== Dataset entries ==
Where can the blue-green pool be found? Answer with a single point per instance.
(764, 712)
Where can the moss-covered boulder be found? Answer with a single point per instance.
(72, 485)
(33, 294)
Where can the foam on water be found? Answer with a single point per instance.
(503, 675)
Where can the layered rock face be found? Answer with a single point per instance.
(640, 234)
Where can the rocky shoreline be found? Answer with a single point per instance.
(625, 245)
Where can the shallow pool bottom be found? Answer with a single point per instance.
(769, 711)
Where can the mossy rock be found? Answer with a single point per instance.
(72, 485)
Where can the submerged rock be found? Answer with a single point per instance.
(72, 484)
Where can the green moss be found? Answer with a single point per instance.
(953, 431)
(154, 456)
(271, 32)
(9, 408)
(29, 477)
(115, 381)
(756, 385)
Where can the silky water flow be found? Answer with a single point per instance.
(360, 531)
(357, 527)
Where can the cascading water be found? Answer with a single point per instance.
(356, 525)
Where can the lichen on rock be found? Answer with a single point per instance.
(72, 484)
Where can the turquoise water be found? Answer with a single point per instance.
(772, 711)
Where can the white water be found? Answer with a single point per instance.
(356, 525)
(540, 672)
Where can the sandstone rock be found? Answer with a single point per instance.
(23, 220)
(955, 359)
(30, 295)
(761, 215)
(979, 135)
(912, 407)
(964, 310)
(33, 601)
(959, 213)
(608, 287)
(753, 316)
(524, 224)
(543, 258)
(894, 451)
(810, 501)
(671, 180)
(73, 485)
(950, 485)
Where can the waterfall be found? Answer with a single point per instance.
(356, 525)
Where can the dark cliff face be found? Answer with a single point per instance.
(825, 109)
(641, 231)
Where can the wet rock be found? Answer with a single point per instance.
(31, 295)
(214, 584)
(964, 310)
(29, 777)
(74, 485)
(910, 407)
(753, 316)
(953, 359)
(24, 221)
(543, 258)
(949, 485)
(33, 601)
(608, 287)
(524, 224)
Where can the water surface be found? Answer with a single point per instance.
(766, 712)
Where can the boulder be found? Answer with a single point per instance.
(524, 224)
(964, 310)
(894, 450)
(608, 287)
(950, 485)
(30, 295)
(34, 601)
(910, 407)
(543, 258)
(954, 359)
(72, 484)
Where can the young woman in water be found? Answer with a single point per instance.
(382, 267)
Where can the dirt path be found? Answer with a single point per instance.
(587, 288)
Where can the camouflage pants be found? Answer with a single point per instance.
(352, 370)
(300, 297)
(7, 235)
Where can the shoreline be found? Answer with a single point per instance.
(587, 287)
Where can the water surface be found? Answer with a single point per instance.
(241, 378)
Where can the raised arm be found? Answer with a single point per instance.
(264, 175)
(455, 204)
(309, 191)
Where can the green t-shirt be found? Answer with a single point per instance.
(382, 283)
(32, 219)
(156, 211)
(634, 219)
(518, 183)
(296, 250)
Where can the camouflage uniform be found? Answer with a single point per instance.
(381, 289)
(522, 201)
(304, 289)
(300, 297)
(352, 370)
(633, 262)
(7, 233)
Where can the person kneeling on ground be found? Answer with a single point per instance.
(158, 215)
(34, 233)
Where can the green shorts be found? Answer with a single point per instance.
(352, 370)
===
= Short task =
Your task is to reproduce, exactly and exclusively, the lines from the one holding "Where can the camouflage pants" through the final line of the listing.

= Exercise output =
Where can the camouflage pants be found? Answer with a single point per instance.
(352, 370)
(300, 297)
(7, 235)
Where can the shoreline be found? Answer with a single point per instance.
(587, 287)
Where can the water surface be found? Answer with a single point per instance.
(241, 378)
Where can the raised arm be found? Answer with a single point per instance.
(264, 175)
(455, 204)
(309, 191)
Where can the green t-shirt be found? Answer with a single point per instance.
(382, 283)
(32, 219)
(156, 211)
(634, 219)
(518, 183)
(296, 250)
Where can the camouflage uniform be found? Answer with a single point per instance.
(381, 289)
(522, 201)
(304, 289)
(300, 297)
(352, 370)
(633, 262)
(7, 233)
Where can the person kneeling on ground be found? Answer with a single point per instance.
(158, 215)
(34, 233)
Where can the green shorts be found? Answer with a single point per instance.
(352, 370)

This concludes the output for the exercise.